= THE TASKS =
A. Which section names make up the overview of the file in the Parse.hs write-up? List every one.
B. Answer these questions about the Parse.hs write-up:
(i) What data structure does Parse assemble?
(ii) How are narratives packaged into Prose objects?
(iii) What does Parse export for the sake of testing?
C. Carry the Parse.hs write-up forward from its final sentence.

= PROVIDED PASSAGE =
--
/ Parse.hs - transforms a lit story into a data structure

Parse defines a bunch of smaller parsers that in conjunction can be used to parse an entire literate file in the form of Text. Parse does the bare minimum in assembling the data structure, assembling a [Chunks]. For example, narratives are packaged into Prose objects by line, instead of attempting to parse entire narrative sections into one Prose object. For more information on the types refer to Types.hs.

Much of the later portion of Parse, the listing of parsers, does not lend well to a narrative. So the narrative will resort to the traditional role of comments in non-literate programs.

An overview of the file:

<< * >>=
<< define Parse module >>
<< import modules >>
<< lit file to data structure >>
<< many parsers >>
<< string to monadic text >>
<< testing functions >>

For the sake of testing, parse exports all of its definitions.
--
= DATA EXTRACT =
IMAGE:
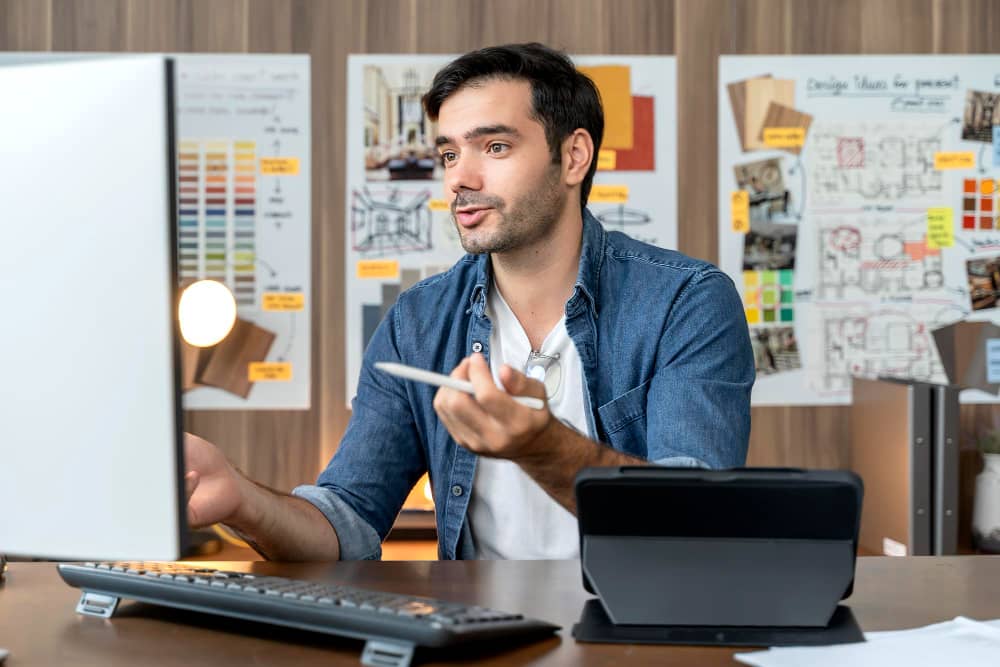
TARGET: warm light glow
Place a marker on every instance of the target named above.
(207, 313)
--
= EXERCISE RESULTS =
A.
define Parse module
import modules
lit file to data structure
many parsers
string to monadic text
testing functions

B.
(i) A [Chunks].
(ii) By line, rather than one Prose object per narrative section.
(iii) All of its definitions.

C.
<< define Parse module >>=
{-# LANGUAGE OverloadedStrings #-}
module Parse where
<< import modules >>=
import Text.Parsec
import Text.Parsec.Text
import qualified Data.Text as T

import Types

encode is the primary function of Parse. It interfaces between Process and the various pipelines which interpret the [Chunk] into various outputs.

<< lit file to data structure >>=
encode :: T.Text -> [Chunk]
encode txt =
    case (parse entire "" txt) of 
    Left err -> []
    Right result -> result

These are the many parsers from generic to most specific, which collectively parse the entire lit file.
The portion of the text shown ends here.